Data supplied ->

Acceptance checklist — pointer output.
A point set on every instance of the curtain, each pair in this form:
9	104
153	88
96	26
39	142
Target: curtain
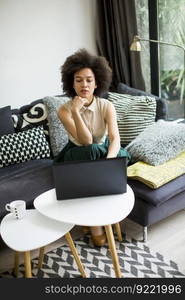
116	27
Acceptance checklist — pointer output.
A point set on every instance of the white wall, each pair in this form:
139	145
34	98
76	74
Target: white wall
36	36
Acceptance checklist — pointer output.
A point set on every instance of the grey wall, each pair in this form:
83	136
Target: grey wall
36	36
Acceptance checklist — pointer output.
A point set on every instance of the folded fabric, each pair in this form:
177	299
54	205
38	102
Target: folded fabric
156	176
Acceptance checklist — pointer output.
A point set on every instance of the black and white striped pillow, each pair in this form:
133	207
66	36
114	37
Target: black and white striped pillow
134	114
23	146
---
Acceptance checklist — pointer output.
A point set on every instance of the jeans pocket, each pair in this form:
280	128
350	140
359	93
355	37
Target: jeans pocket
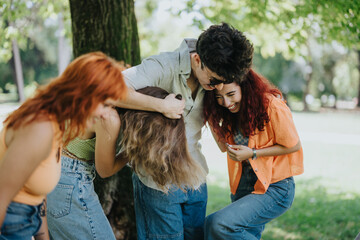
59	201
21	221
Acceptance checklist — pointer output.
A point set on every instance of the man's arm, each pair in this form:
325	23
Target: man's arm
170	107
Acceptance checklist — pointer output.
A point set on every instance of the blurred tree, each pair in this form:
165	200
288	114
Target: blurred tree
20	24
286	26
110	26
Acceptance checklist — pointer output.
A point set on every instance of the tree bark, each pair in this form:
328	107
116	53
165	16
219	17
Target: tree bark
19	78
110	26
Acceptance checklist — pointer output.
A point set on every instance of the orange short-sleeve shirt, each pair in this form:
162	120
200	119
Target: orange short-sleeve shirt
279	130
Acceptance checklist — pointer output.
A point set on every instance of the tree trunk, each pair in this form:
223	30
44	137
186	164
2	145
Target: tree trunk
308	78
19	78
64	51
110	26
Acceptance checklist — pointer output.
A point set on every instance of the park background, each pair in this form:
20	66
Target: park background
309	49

Goal -> Which lines in the entries above contain the word "each"? Copy every one of them in full.

Result for this task ->
A point set on every instance of the curtain, each pair in this form:
A point set on every instance of the white wall, each pair in this form:
A point set on every instance of the grey wall, each pair in this form:
A point set on every instance of the folded fabric, each pair in this form:
A point set on every instance of the black and white striped pillow, each pair in this form:
A point set on every instance of the jeans pocket, each pair in this form:
A point set on every instance of the man's arm, each pair in this form:
A point set on every instance of the blurred tree, each pair in this form:
A point set on every instance of the tree bark, each pair in this form:
A point set on every instance of the orange short-sleeve shirt, each pair in this form:
A point set on every instance of the tree trunk, each pair in this form:
A point set on every instance of the park background, each pair in this form:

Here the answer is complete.